Given instruction
Copy out every line below word for word, omitting the pictures.

[Begin Data lines]

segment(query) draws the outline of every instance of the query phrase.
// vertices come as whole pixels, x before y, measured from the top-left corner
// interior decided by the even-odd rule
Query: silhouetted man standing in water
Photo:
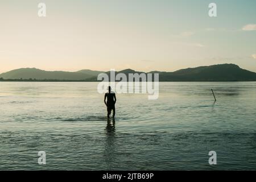
[[[104,97],[104,102],[108,110],[108,118],[109,118],[112,110],[113,110],[113,117],[114,117],[115,114],[115,104],[117,102],[117,98],[115,97],[115,93],[114,92],[111,92],[110,86],[108,87],[108,89],[109,92],[106,93]],[[106,98],[107,98],[106,102]]]

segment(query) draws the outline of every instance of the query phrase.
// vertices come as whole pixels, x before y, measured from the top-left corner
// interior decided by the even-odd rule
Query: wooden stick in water
[[[212,94],[213,94],[213,97],[214,97],[214,100],[215,100],[215,101],[216,101],[216,98],[215,98],[214,93],[213,93],[213,90],[212,90],[212,89],[211,90],[212,90]]]

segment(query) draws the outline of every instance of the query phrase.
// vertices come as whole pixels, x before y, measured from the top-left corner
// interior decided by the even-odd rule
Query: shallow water
[[[157,100],[118,94],[114,122],[97,84],[0,82],[0,169],[256,169],[255,82],[160,82]]]

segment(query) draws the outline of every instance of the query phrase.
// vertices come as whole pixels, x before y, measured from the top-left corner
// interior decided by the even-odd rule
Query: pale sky
[[[256,72],[256,1],[1,0],[0,15],[0,73],[223,63]]]

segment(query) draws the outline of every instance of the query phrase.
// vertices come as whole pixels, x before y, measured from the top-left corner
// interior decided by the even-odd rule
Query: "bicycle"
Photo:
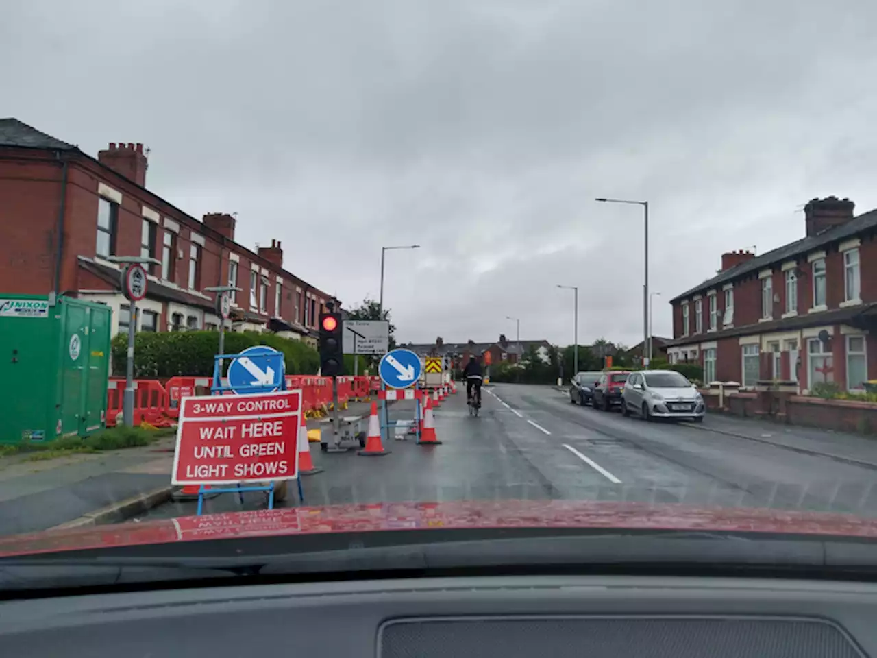
[[[466,404],[469,407],[470,416],[478,416],[478,410],[481,408],[481,382],[472,387],[472,397],[467,400]]]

[End Data lines]

Solved exercise
segment(query) draws the outline of every instance of the query phrase.
// vertices come as whole pixels, x before y, measured from the top-left corner
// interior decided by the even-odd rule
Query: silhouetted man standing in water
Photo:
[[[104,97],[104,102],[108,110],[108,118],[109,118],[112,110],[113,110],[113,117],[114,117],[115,114],[115,104],[117,102],[117,98],[115,97],[115,93],[114,92],[111,92],[110,86],[108,87],[108,89],[109,92],[106,93]],[[106,98],[107,98],[106,102]]]

segment(query) draws the outline of every instance of the query phrase.
// vertices come as whole pixels, x before y, measured from the top-left corner
// interior decided by the even-odd rule
Query: wooden stick in water
[[[212,94],[213,94],[213,97],[214,97],[214,100],[215,100],[215,101],[216,101],[216,98],[215,98],[214,93],[213,93],[213,90],[212,90],[212,89],[211,90],[212,90]]]

segment(query) draws the outline of every instance of the query phrase.
// vertices come as whole pixels, x before y, measured from the top-left corner
// interior decided by the even-odd rule
Query: shallow water
[[[157,100],[118,94],[114,122],[97,84],[0,82],[0,169],[256,169],[255,82],[160,82]]]

segment(query) draws the outline of every instance of the query phrase.
// vertices come as whole pixels, x before y, measured from the top-left corner
// interior decided by the even-odd rule
Query: pale sky
[[[256,72],[256,1],[1,0],[0,15],[0,73],[223,63]]]

segment(query) draws the outline of every instance of the query phrase.
// vertices come as whole pixels, x before y, measured from the top-left corner
// interior decided by the even-odd rule
Query: "bicycle"
Photo:
[[[466,404],[469,407],[470,416],[478,416],[478,410],[481,408],[481,382],[472,387],[472,397],[467,400]]]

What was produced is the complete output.